◆ Given entries:
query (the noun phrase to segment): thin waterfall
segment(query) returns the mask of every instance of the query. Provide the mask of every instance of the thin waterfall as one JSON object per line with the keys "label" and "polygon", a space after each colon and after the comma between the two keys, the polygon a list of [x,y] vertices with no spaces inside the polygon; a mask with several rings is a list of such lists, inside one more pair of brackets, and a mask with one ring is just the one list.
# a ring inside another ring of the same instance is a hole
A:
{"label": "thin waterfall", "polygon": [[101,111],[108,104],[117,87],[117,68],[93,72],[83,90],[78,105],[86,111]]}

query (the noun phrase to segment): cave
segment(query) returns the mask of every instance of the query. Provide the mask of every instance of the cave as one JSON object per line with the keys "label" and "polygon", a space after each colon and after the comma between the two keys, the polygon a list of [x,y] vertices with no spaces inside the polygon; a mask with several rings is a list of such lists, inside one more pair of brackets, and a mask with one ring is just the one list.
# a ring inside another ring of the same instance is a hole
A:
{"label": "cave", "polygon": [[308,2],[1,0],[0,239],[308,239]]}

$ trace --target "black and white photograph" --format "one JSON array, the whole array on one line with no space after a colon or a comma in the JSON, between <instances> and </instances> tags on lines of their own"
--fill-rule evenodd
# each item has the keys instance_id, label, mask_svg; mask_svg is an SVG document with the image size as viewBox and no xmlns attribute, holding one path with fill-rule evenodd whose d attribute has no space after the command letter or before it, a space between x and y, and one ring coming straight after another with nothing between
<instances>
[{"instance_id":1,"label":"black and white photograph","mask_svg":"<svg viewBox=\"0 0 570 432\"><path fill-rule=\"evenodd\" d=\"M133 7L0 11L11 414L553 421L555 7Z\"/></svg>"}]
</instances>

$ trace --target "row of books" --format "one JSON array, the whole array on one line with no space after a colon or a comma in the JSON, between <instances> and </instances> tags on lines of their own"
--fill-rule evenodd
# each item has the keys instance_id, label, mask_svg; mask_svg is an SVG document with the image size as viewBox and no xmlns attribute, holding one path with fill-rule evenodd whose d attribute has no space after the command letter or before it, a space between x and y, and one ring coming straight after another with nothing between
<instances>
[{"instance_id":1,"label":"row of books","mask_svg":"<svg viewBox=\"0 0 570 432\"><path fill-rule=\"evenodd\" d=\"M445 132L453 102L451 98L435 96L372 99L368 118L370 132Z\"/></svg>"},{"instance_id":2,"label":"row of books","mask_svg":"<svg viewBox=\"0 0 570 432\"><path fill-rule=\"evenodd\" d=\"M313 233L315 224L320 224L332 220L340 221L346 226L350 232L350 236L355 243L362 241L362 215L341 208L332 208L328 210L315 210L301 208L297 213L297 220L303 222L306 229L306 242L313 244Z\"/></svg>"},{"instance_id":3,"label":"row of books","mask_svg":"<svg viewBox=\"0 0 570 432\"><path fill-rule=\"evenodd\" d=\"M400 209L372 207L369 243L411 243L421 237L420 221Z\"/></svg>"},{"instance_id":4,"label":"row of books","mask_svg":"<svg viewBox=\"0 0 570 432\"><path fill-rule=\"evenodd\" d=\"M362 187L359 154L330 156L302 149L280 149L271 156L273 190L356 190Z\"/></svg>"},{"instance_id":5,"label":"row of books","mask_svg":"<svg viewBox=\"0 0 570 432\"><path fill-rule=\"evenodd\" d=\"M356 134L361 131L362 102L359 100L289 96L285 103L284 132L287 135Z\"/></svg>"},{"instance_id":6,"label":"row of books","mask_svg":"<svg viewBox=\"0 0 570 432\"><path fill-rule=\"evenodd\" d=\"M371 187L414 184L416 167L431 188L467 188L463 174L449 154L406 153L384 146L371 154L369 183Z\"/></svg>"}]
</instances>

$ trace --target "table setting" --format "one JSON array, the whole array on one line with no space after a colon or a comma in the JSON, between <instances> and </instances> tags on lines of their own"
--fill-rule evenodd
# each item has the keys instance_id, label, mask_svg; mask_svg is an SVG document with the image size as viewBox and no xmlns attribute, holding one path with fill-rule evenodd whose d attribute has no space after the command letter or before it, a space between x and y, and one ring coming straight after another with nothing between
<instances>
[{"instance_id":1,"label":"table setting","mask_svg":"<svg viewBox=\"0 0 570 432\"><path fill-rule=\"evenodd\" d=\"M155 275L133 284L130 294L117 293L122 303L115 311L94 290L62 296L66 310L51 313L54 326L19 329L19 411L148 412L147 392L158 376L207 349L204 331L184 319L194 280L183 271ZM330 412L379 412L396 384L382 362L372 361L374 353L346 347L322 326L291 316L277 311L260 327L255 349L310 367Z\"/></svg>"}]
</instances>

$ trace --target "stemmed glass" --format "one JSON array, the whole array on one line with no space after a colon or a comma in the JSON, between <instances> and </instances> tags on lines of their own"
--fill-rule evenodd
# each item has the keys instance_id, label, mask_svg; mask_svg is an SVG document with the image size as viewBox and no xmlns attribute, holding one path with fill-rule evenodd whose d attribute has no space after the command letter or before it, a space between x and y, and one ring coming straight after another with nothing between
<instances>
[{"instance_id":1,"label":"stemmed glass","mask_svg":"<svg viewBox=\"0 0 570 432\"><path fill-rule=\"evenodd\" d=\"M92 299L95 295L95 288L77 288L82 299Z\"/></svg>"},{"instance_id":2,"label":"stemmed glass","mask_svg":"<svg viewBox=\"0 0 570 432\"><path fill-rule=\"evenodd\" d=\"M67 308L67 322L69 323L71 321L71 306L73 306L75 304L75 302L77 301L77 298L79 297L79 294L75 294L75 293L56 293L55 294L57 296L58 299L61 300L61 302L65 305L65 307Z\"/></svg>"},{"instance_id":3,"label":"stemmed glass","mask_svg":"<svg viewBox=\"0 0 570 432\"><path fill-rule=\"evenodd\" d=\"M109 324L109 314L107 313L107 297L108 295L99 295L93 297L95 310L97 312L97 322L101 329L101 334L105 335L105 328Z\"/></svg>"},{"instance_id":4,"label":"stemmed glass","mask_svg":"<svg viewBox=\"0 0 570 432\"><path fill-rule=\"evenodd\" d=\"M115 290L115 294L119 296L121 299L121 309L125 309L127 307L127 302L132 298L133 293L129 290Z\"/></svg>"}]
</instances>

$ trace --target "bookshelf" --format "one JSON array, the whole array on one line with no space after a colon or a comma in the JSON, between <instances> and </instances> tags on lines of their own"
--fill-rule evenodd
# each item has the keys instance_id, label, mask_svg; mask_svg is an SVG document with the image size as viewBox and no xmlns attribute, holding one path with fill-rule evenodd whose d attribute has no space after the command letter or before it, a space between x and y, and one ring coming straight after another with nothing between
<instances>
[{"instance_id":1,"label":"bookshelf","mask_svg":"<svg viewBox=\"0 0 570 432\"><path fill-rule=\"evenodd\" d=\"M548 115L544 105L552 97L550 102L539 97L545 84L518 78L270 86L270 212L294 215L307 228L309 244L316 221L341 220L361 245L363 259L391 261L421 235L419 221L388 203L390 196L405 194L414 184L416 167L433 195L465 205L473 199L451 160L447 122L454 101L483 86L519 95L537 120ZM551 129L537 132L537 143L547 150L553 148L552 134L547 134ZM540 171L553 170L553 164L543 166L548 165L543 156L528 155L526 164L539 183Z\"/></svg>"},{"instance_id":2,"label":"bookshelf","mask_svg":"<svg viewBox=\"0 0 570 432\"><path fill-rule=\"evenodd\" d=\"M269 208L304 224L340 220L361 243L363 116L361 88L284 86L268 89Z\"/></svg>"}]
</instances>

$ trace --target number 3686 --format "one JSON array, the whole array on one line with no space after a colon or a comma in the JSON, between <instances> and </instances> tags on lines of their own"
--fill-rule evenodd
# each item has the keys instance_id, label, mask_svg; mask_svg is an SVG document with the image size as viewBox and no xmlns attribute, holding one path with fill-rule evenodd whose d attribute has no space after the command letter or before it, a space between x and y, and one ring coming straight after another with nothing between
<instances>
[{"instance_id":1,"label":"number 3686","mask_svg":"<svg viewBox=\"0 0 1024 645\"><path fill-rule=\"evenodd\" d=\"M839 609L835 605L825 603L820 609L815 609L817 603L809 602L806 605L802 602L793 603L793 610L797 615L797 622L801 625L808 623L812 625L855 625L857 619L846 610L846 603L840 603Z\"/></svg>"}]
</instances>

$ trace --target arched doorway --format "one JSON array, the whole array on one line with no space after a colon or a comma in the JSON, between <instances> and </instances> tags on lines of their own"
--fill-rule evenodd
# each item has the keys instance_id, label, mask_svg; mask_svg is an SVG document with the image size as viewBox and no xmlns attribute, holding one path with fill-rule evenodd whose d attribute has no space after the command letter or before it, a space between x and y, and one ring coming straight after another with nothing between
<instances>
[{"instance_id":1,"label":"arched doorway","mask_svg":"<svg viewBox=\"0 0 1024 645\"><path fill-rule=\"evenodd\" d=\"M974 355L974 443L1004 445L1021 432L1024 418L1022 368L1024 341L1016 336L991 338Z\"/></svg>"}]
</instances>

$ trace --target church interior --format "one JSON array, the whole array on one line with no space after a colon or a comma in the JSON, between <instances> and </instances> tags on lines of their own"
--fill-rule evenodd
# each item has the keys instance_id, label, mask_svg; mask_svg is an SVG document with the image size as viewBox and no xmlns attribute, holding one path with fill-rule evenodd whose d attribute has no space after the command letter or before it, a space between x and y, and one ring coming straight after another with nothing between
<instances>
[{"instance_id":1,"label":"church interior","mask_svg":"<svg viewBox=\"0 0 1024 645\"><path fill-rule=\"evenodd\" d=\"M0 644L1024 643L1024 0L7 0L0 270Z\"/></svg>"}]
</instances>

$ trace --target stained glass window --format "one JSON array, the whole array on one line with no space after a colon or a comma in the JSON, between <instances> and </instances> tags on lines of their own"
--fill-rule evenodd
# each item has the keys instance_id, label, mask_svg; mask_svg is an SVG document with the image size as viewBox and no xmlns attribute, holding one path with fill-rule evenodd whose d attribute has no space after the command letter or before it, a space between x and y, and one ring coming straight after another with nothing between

◆ What is being asked:
In the listing above, find each line containing "noun" and copy it.

◆ Your solution:
query (the noun phrase to segment): thin waterfall
query (the noun phrase to segment): cave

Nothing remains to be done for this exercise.